> **The task**
Reproduce these records line for line, without a single change.

> **Supplied material**
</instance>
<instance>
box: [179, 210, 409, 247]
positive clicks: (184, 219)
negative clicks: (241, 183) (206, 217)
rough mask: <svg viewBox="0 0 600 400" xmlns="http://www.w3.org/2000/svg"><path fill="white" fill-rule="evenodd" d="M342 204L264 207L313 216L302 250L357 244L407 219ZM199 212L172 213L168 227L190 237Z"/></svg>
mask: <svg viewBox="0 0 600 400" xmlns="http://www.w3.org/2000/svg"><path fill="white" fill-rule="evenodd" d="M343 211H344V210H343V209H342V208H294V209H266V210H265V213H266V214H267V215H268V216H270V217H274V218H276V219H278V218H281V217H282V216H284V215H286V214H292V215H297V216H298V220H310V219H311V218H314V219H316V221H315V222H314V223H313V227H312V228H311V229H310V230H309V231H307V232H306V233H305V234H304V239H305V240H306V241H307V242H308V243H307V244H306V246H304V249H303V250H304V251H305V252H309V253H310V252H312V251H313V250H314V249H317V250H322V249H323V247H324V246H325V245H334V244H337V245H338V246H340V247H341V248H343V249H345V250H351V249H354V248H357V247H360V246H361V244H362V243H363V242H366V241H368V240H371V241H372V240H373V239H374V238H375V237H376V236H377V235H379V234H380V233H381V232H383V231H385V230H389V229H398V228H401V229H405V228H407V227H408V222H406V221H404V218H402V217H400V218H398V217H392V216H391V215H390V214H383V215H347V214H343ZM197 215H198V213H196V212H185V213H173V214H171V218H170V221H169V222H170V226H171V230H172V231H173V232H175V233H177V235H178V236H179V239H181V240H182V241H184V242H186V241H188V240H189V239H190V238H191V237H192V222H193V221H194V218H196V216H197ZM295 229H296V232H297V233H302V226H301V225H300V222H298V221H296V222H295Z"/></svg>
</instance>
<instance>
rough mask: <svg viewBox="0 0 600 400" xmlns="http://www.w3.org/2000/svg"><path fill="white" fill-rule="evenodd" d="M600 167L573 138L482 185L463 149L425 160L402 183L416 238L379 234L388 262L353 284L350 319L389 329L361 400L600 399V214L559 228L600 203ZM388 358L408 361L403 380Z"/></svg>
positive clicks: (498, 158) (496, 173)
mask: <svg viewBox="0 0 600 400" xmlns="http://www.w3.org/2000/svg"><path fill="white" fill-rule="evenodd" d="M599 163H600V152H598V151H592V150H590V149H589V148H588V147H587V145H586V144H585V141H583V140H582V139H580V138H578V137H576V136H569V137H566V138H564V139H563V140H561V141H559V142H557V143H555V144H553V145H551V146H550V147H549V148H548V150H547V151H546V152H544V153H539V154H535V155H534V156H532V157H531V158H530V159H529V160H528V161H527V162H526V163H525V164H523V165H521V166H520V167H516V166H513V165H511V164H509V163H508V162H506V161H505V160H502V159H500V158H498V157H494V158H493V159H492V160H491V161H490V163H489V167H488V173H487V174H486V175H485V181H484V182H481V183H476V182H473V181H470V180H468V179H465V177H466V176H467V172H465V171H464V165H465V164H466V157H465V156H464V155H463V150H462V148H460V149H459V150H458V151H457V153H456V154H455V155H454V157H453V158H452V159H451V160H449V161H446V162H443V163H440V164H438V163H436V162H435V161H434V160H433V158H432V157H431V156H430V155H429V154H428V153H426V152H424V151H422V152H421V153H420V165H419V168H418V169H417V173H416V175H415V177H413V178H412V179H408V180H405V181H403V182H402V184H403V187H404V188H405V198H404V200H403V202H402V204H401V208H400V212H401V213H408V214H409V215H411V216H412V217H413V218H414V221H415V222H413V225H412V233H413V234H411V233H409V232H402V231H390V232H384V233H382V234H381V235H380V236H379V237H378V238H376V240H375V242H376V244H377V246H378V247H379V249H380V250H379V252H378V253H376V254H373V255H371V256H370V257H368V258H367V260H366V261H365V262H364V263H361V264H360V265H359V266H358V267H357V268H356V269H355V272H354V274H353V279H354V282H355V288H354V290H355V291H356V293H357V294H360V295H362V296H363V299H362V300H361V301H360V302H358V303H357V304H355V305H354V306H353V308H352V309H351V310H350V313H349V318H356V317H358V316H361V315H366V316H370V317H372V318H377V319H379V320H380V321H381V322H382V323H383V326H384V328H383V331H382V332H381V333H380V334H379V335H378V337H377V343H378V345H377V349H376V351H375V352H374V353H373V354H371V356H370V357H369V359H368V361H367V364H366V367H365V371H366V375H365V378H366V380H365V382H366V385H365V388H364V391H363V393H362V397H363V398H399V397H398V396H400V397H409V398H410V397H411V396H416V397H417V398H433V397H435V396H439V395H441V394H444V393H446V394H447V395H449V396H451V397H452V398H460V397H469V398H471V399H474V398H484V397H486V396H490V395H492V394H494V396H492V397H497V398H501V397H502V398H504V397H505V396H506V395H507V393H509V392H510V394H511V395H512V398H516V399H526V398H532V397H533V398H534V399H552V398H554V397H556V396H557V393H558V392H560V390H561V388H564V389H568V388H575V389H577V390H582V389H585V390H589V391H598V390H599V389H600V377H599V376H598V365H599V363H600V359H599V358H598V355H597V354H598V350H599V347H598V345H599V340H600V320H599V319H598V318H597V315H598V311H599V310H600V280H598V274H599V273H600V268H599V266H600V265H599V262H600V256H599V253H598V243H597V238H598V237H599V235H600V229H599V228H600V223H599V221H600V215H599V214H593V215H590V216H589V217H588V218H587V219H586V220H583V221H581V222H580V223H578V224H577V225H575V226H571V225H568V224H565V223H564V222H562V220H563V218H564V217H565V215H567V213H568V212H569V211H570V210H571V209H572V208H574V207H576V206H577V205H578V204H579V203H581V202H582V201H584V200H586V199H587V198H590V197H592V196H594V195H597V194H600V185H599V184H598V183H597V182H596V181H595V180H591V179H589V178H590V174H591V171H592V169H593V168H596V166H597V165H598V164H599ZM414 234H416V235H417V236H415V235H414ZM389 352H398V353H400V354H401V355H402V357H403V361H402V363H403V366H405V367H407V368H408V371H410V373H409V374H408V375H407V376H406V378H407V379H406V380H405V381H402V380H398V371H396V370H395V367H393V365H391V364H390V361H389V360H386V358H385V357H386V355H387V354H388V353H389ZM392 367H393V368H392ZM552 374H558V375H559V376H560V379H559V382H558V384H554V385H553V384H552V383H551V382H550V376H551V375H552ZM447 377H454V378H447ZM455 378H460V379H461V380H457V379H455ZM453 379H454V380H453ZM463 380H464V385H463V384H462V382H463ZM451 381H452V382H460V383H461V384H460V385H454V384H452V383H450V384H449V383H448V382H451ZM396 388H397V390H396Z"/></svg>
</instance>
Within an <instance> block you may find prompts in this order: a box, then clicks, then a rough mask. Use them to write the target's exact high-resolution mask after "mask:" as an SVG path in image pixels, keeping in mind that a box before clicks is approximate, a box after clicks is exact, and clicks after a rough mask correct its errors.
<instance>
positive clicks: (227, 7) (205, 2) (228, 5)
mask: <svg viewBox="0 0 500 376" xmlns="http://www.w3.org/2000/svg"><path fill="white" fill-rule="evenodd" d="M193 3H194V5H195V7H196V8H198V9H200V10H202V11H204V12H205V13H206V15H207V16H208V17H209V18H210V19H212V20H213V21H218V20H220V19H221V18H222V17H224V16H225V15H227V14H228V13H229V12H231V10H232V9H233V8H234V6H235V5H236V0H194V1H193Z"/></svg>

> **Solution**
</instance>
<instance>
box: [179, 210, 409, 247]
positive clicks: (184, 219)
negative clicks: (241, 183) (206, 217)
rough mask: <svg viewBox="0 0 600 400" xmlns="http://www.w3.org/2000/svg"><path fill="white" fill-rule="evenodd" d="M342 204L264 207L313 216L302 250L357 244L407 219ZM199 212L172 213L168 227L190 237Z"/></svg>
mask: <svg viewBox="0 0 600 400" xmlns="http://www.w3.org/2000/svg"><path fill="white" fill-rule="evenodd" d="M343 211H344V210H343V209H342V208H294V209H266V210H265V213H266V214H267V215H268V216H270V217H274V218H276V219H278V218H281V217H282V216H284V215H286V214H292V215H297V216H298V220H310V219H311V218H314V219H316V221H315V222H314V223H313V227H312V228H311V229H310V230H309V231H307V232H306V233H305V234H304V239H305V240H306V241H307V242H308V243H307V244H306V246H304V249H303V250H304V251H305V252H309V253H310V252H312V251H313V250H314V249H317V250H322V249H323V247H324V246H325V245H334V244H337V245H338V246H340V247H341V248H343V249H345V250H351V249H354V248H357V247H360V246H361V244H362V243H363V242H366V241H368V240H371V241H372V240H373V239H374V238H375V237H376V236H377V235H379V234H380V233H381V232H383V231H385V230H389V229H398V228H401V229H405V228H407V227H408V222H406V221H404V218H402V217H400V218H398V217H392V216H391V215H390V214H383V215H347V214H343ZM197 215H198V213H196V212H185V213H173V214H171V218H170V221H169V222H170V226H171V230H172V231H173V232H175V233H177V235H178V236H179V239H181V240H182V241H184V242H186V241H188V240H189V239H190V238H191V237H192V222H193V221H194V218H196V216H197ZM295 229H296V232H297V233H302V226H301V225H300V222H298V221H296V222H295Z"/></svg>
</instance>
<instance>
rough mask: <svg viewBox="0 0 600 400" xmlns="http://www.w3.org/2000/svg"><path fill="white" fill-rule="evenodd" d="M600 167L573 138L482 185L463 149L425 160L402 183L416 238L379 234L388 262L353 284L350 319L389 329L361 400L600 399V214L559 228L600 203ZM388 358L408 361L403 380Z"/></svg>
positive clicks: (498, 158) (496, 173)
mask: <svg viewBox="0 0 600 400" xmlns="http://www.w3.org/2000/svg"><path fill="white" fill-rule="evenodd" d="M599 163H600V152H598V151H592V150H590V149H589V148H588V147H587V145H586V144H585V141H583V140H582V139H580V138H578V137H576V136H569V137H566V138H564V139H563V140H561V141H559V142H557V143H555V144H553V145H551V146H550V147H549V148H548V150H547V151H546V152H544V153H539V154H535V155H534V156H532V157H531V158H530V159H529V160H528V161H527V162H526V163H525V164H523V165H521V166H520V167H516V166H513V165H511V164H509V163H508V162H506V161H505V160H502V159H500V158H498V157H494V158H493V159H492V160H491V161H490V163H489V167H488V173H487V174H486V175H485V181H484V182H481V183H476V182H473V181H470V180H468V179H465V177H466V176H467V172H465V171H464V165H465V164H466V157H465V156H464V155H463V150H462V148H460V149H459V150H458V151H457V153H456V154H455V155H454V157H453V158H452V159H451V160H449V161H446V162H443V163H440V164H438V163H436V162H435V161H434V160H433V158H432V157H431V156H430V155H429V154H428V153H426V152H424V151H422V152H421V153H420V165H419V168H418V169H417V173H416V175H415V177H413V178H412V179H408V180H405V181H403V182H402V184H403V187H404V188H405V198H404V200H403V202H402V204H401V208H400V212H401V213H408V214H409V215H411V216H412V217H413V218H414V221H415V222H413V225H412V233H413V234H411V233H409V232H402V231H390V232H384V233H382V234H381V235H380V236H379V237H378V238H376V240H375V242H376V244H377V246H378V247H379V249H380V250H379V252H378V253H376V254H373V255H371V256H370V257H368V258H367V260H366V261H365V262H364V263H361V264H360V265H359V266H358V267H357V268H356V269H355V272H354V274H353V279H354V282H355V288H354V290H355V291H356V293H357V294H360V295H362V296H363V299H362V300H361V301H360V302H358V303H357V304H355V305H354V306H353V308H352V309H351V310H350V313H349V318H356V317H358V316H361V315H366V316H370V317H372V318H377V319H379V320H380V321H381V322H382V323H383V326H384V328H383V331H382V332H381V333H380V334H379V335H378V337H377V343H378V345H377V349H376V351H375V352H374V353H373V354H371V356H370V357H369V359H368V361H367V364H366V367H365V371H366V375H365V378H366V380H365V382H366V385H365V388H364V391H363V393H362V397H363V398H399V397H398V396H400V397H409V398H410V397H411V396H416V397H417V398H433V397H435V396H439V395H441V394H444V393H446V394H447V395H449V396H451V397H452V398H460V397H469V398H471V399H474V398H484V397H486V396H490V395H492V394H494V396H492V397H497V398H501V397H502V398H504V397H505V396H506V395H507V393H509V392H510V394H511V395H512V398H516V399H526V398H532V397H533V398H534V399H552V398H554V397H556V396H557V393H558V392H560V390H561V388H564V389H568V388H575V389H577V390H582V389H585V390H589V391H598V390H599V389H600V377H599V376H598V365H599V363H600V359H599V358H598V355H597V354H598V350H599V347H598V345H599V340H600V320H599V319H598V318H597V315H598V311H599V310H600V280H598V274H599V273H600V268H599V266H600V265H599V262H600V256H599V253H598V243H597V238H598V237H599V235H600V229H599V228H600V223H599V221H600V215H599V214H593V215H590V216H589V217H588V218H587V219H586V220H583V221H581V222H580V223H578V224H577V225H575V226H571V225H568V224H565V223H564V222H562V220H563V218H564V217H565V215H567V213H568V212H569V211H570V210H571V209H572V208H574V207H576V206H577V205H578V204H579V203H581V202H582V201H584V200H586V199H587V198H590V197H592V196H594V195H597V194H600V185H599V184H598V183H597V182H596V181H595V180H591V179H589V178H590V174H591V171H592V169H593V168H596V166H597V165H598V164H599ZM414 234H416V235H417V236H415V235H414ZM389 352H398V353H400V354H401V355H402V357H403V361H402V363H403V366H405V367H407V368H408V371H410V373H409V374H408V375H407V376H406V378H407V379H406V380H405V381H402V380H398V371H396V370H395V367H393V365H391V364H390V361H389V360H386V358H385V357H386V355H387V354H388V353H389ZM392 367H393V368H392ZM552 374H558V375H559V376H560V379H559V382H558V384H554V385H553V384H552V383H551V382H550V376H551V375H552ZM447 377H454V378H447ZM455 378H460V379H461V380H457V379H455ZM453 379H454V380H453ZM463 380H464V385H463V384H462V382H463ZM451 381H452V382H460V383H461V384H460V385H454V384H452V383H450V384H449V383H448V382H451ZM396 388H397V390H396Z"/></svg>
</instance>
Within an <instance> block you may find prompts in this order: a box, then clicks, then a rough mask. Use them to write the target's exact high-resolution mask after "mask:" as an SVG path in image pixels, keeping in mind that a box before clicks is approximate, a box after clicks is exact, and clicks after a rough mask correct its errors.
<instance>
positive clicks: (227, 7) (205, 2) (228, 5)
mask: <svg viewBox="0 0 500 376" xmlns="http://www.w3.org/2000/svg"><path fill="white" fill-rule="evenodd" d="M193 3H194V5H195V7H196V8H198V9H200V10H202V11H204V12H205V13H206V15H207V16H208V17H209V18H210V19H212V20H213V21H218V20H220V19H221V18H222V17H224V16H225V15H227V14H228V13H229V12H231V10H232V9H233V8H234V6H235V5H236V0H194V1H193Z"/></svg>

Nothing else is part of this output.